▶ [Document segment]:
Trichotillomania is an impulse disorder that affects about two percent of the population and is characterized by compulsive hair pulling. The areas where hair is pulled include the scalp, eyebrows and lashes, legs, arms, hands, nose and pubic areas. While it can involve multiple sites, it is most often focused on one or two areas. At times, the pulling occurs in a trance-like state and is described as automatic or unconscious; this is more often the case in younger children who have the disorder. For others, pulling can be very focused and can include rituals (i.e., playing with or eating the hair). While some people report a “pre-pulling” tension and “post-pulling” relief, others do not have this experience at all, or are not aware of it.
This condition is often chronic and difficult to treat and can result in noticeable hair loss which brings associated shame and social or functional impairment. Trichotillomania has been seen in infants, but more often manifests between the ages of nine and 13.
Typically, hair pulling is confined to one or two sites, but more sites can be involved. The more common sites are the scalp, brows and lashes, face, arms and legs; less commonly, the pubic area, underarms, beard and chest are involved. Episodes can vary in length sometimes going on for hours. The behaviour is often very secretive. When hair loss is noticeable, people often avoid socializing. Attempts to cover or conceal the hair loss can include wearing hats or wigs or using creative hair styles and using false lashes or eyebrow pencils to fill in missing hair. Stress seems to be a large component in this behaviour and when stress is reduced there is often a decrease in the pulling.

▶ [Data section]:
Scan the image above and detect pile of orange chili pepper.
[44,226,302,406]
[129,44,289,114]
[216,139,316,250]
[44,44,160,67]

▶ [Your goal]:
Pick up the trichotillomania text above the rows and continue it from its final sentence.

▶ [Task response]:
In some cases, individual eat the pulled hairs, potentially causing gastrointestinal obstruction, which could be a very serious medical complication. Other problems include infection, hair loss and repetitive strain injury such as carpal tunnel syndrome.
Several treatments have been used to treat trichotillomania, including habit reversal training (HRT), medications, cognitive behavioural therapy (CBT) and acceptance and commitment therapy (ACT). Habit reversal training focuses on helping clients to recognize their impulse to pull, to catch it early, and to implement strategies to redirect or interfere with this impulse. CBT (including HRT) has been shown to offer improvement over and above medication alone.